→ What needs to be done
Output all of the records word for word and drop the images.

++++++

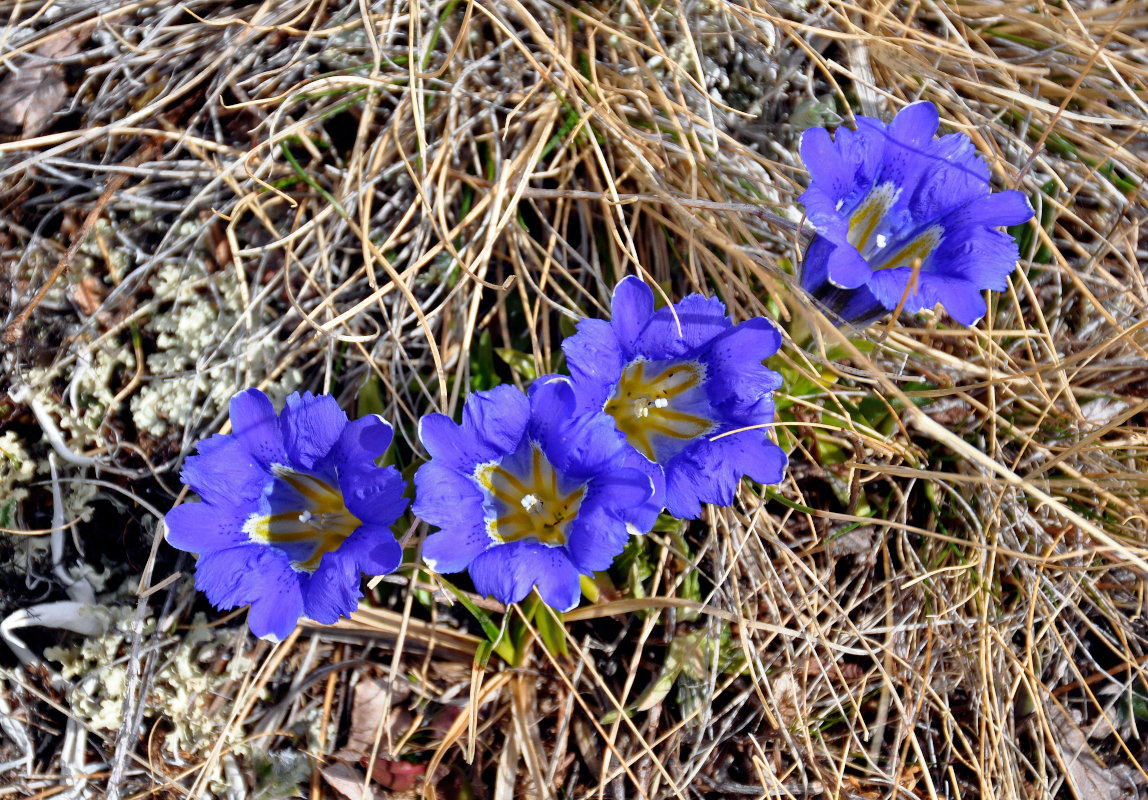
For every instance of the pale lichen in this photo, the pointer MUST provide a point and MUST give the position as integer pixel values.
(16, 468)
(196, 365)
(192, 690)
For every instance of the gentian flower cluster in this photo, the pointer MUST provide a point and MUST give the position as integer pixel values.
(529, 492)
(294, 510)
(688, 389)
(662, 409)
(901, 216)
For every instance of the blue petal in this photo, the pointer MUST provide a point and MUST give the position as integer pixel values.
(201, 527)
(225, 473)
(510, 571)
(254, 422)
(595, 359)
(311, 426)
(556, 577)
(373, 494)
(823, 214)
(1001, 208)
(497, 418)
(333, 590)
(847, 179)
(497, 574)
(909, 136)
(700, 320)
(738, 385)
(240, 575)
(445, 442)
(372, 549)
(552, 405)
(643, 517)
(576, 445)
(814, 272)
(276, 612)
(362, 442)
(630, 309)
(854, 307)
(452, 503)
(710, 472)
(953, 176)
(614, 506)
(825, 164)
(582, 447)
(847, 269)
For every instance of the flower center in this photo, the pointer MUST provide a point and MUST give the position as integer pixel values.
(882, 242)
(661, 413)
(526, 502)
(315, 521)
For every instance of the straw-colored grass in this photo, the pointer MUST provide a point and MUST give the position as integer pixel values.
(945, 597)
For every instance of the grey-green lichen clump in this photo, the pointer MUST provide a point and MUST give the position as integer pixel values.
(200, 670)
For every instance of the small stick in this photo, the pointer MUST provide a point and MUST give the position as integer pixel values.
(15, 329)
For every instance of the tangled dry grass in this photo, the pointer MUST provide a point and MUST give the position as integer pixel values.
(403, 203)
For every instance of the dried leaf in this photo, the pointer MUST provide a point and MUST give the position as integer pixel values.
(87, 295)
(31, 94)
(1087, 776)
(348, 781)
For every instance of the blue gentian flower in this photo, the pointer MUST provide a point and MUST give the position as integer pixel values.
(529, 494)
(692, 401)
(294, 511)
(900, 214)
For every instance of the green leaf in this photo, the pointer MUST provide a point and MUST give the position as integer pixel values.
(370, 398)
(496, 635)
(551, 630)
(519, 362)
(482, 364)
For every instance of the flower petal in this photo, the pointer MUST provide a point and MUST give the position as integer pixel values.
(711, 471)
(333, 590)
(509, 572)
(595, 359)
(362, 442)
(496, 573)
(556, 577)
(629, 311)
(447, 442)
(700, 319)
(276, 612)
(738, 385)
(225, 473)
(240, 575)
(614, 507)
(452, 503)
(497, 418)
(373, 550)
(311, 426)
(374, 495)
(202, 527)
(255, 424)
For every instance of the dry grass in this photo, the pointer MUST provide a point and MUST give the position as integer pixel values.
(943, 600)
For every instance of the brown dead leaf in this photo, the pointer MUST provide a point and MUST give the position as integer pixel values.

++++++

→ Task solution
For every instance of the pale lichen in this photo, the pointer MUST provide a point and MUST give the position as integer pixel values.
(16, 468)
(196, 365)
(192, 690)
For every instance of the gentian flower cluster in this photo, the pointer MUST provide a point and MUST give the position as integer pixel values.
(529, 492)
(294, 510)
(688, 389)
(662, 409)
(901, 216)
For every instance of the blue petal in this photo, the pointer MUST provide a point and MUST give the position as integer pixel values.
(201, 527)
(225, 473)
(510, 571)
(254, 422)
(595, 359)
(311, 426)
(556, 577)
(373, 494)
(823, 214)
(1001, 208)
(497, 418)
(333, 590)
(847, 179)
(497, 574)
(909, 136)
(700, 320)
(738, 385)
(240, 575)
(445, 442)
(372, 549)
(552, 405)
(643, 517)
(576, 445)
(814, 272)
(276, 612)
(362, 442)
(630, 309)
(854, 307)
(452, 503)
(710, 472)
(953, 176)
(614, 506)
(825, 164)
(582, 447)
(847, 269)
For every instance of the flower center in this photo, the pointer MUST provide a point and MUST give the position as integer pixel values.
(882, 242)
(661, 413)
(526, 502)
(315, 521)
For every instance of the straw-colored grass in this photo, the pointer MUST provide a point and MUST give the position as integer pixel values.
(945, 597)
For every instance of the grey-green lichen clump in this photo, the pointer MUST provide a point and MUST give the position as integer pixel values.
(200, 670)
For every instance of the small stick in this photo, the pointer MUST provide a point and MUST give the position as integer pixel values.
(15, 329)
For every instance of the tangled dry grass in this photo, the pointer MUST provide a point and MUST give the position as integer pixel values.
(403, 203)
For every instance of the dried leaf in this photo, the pointer MUST provide a point and MUST give the position as integer pixel values.
(87, 295)
(31, 94)
(1087, 776)
(348, 781)
For every instance of the blue gentian flower in this photo, the pointer MUST provide a point and MUST give the position as integer pixel values.
(529, 494)
(692, 401)
(294, 511)
(900, 214)
For every instance of the green leaf in this photo, the pointer MUST provide a point and MUST give the position as integer pixel values.
(370, 398)
(496, 635)
(551, 630)
(519, 362)
(482, 364)
For every instance of the flower petal in this photo, the pointer MUST provide a point and MUST give the position as integer pixel values.
(711, 471)
(333, 590)
(509, 572)
(595, 359)
(362, 442)
(496, 573)
(556, 577)
(629, 311)
(447, 442)
(700, 319)
(276, 612)
(738, 385)
(225, 473)
(240, 575)
(614, 507)
(452, 503)
(497, 418)
(373, 550)
(311, 426)
(374, 495)
(202, 527)
(255, 424)
For every instance of the dry grass in this photo, the pointer MUST provide a point and MUST give the position as integer pixel values.
(943, 600)
For every instance of the brown dead leaf in this photo, the pointer MUST provide a point and MUST give the position as integer pixel values.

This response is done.